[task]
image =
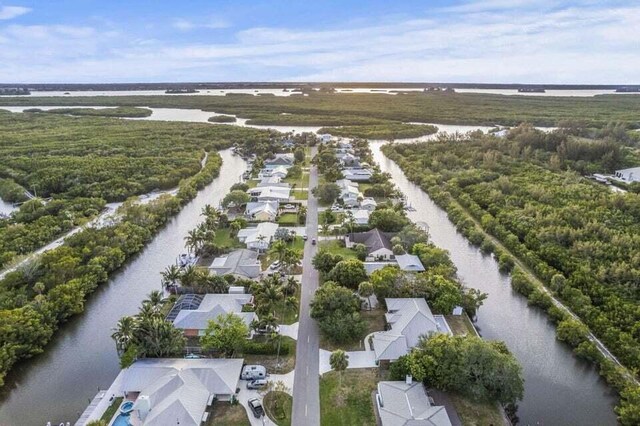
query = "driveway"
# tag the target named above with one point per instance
(306, 385)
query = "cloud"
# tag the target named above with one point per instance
(212, 24)
(579, 43)
(10, 12)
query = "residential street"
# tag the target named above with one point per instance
(306, 385)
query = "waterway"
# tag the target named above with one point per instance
(56, 386)
(559, 388)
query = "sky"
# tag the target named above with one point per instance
(459, 41)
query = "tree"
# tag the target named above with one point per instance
(339, 361)
(226, 335)
(388, 220)
(123, 333)
(327, 192)
(170, 275)
(324, 261)
(365, 289)
(483, 370)
(237, 198)
(349, 273)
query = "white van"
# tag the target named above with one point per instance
(253, 372)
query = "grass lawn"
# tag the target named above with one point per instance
(301, 194)
(223, 239)
(284, 364)
(226, 414)
(460, 324)
(375, 322)
(288, 219)
(278, 406)
(335, 247)
(109, 413)
(350, 404)
(476, 413)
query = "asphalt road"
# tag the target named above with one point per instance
(306, 384)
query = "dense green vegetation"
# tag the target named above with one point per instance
(580, 238)
(382, 131)
(129, 112)
(431, 107)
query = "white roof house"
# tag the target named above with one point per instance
(361, 217)
(192, 313)
(409, 263)
(270, 193)
(262, 210)
(239, 263)
(285, 160)
(178, 389)
(628, 175)
(260, 237)
(404, 404)
(368, 203)
(357, 175)
(409, 319)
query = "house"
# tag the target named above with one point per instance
(260, 237)
(378, 243)
(325, 138)
(409, 318)
(409, 263)
(270, 193)
(368, 203)
(239, 263)
(407, 403)
(192, 312)
(360, 217)
(262, 210)
(628, 175)
(285, 160)
(178, 389)
(349, 160)
(357, 175)
(349, 192)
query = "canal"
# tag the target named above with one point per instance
(559, 388)
(56, 386)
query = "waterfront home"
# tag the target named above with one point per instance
(239, 263)
(407, 403)
(260, 237)
(628, 175)
(378, 243)
(409, 263)
(284, 160)
(408, 320)
(192, 312)
(165, 391)
(368, 203)
(357, 175)
(262, 210)
(270, 193)
(360, 217)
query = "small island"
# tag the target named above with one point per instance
(222, 119)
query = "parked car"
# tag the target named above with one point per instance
(256, 407)
(257, 384)
(253, 372)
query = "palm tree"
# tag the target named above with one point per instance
(123, 333)
(193, 240)
(170, 275)
(339, 361)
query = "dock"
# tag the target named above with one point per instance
(90, 408)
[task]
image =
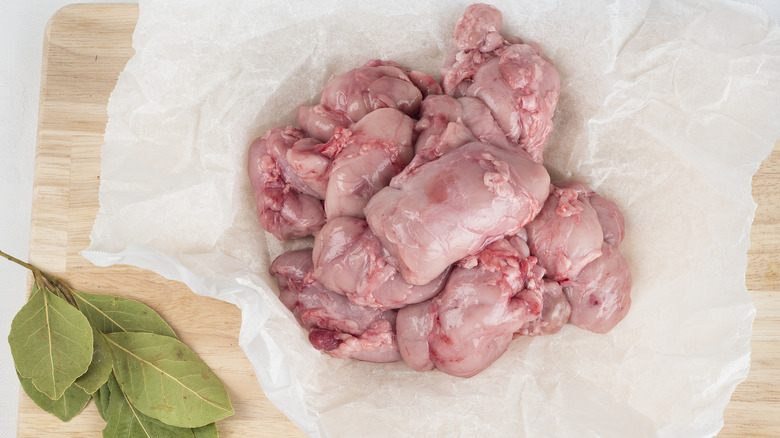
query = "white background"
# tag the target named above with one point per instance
(22, 24)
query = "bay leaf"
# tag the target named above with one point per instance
(99, 368)
(112, 314)
(51, 342)
(124, 420)
(207, 431)
(65, 408)
(102, 399)
(166, 380)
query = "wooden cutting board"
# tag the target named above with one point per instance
(86, 46)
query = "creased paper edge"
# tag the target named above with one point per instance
(289, 399)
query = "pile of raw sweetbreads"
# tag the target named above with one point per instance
(438, 236)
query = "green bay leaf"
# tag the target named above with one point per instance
(166, 380)
(51, 342)
(207, 431)
(111, 314)
(102, 398)
(65, 408)
(124, 420)
(99, 368)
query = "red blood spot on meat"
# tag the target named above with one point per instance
(324, 339)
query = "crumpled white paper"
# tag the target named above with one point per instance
(667, 108)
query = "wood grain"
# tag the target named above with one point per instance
(86, 46)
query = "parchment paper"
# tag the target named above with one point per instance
(667, 108)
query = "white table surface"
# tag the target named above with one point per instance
(22, 24)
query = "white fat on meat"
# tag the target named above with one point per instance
(454, 206)
(350, 96)
(349, 260)
(286, 206)
(336, 326)
(514, 80)
(356, 162)
(600, 295)
(488, 297)
(566, 235)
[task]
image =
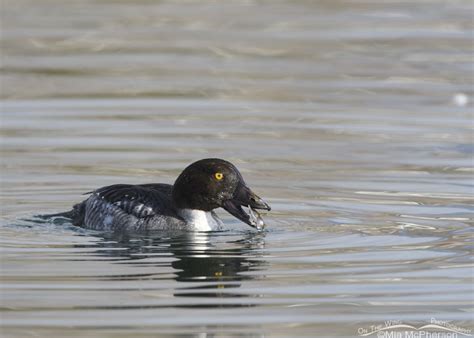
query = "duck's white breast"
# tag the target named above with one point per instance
(201, 220)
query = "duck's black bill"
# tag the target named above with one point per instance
(243, 196)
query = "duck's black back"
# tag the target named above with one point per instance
(134, 207)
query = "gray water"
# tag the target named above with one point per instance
(351, 118)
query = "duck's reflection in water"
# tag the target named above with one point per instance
(214, 262)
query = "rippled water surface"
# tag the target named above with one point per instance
(351, 118)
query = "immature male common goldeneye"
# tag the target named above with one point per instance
(188, 204)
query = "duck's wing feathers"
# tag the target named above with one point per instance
(138, 200)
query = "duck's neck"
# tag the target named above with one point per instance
(201, 220)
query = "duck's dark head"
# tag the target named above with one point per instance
(212, 183)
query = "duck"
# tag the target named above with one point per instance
(188, 204)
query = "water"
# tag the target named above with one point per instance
(352, 119)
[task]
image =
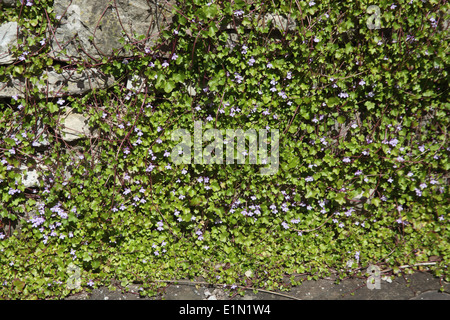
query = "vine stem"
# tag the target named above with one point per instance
(242, 287)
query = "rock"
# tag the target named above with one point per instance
(8, 3)
(279, 22)
(30, 178)
(74, 126)
(83, 20)
(8, 38)
(135, 83)
(68, 82)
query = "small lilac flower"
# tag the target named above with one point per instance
(393, 142)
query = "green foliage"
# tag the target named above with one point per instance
(359, 110)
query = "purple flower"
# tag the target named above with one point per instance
(393, 142)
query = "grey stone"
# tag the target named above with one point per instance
(55, 84)
(30, 178)
(432, 295)
(8, 39)
(135, 83)
(279, 22)
(94, 28)
(74, 126)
☆ ☆ ☆
WRITTEN TASK – Report every line in the records above that contains the word "black", copying each such line in full.

THE REPLY –
query = "duck's black bill"
query = "duck's black back"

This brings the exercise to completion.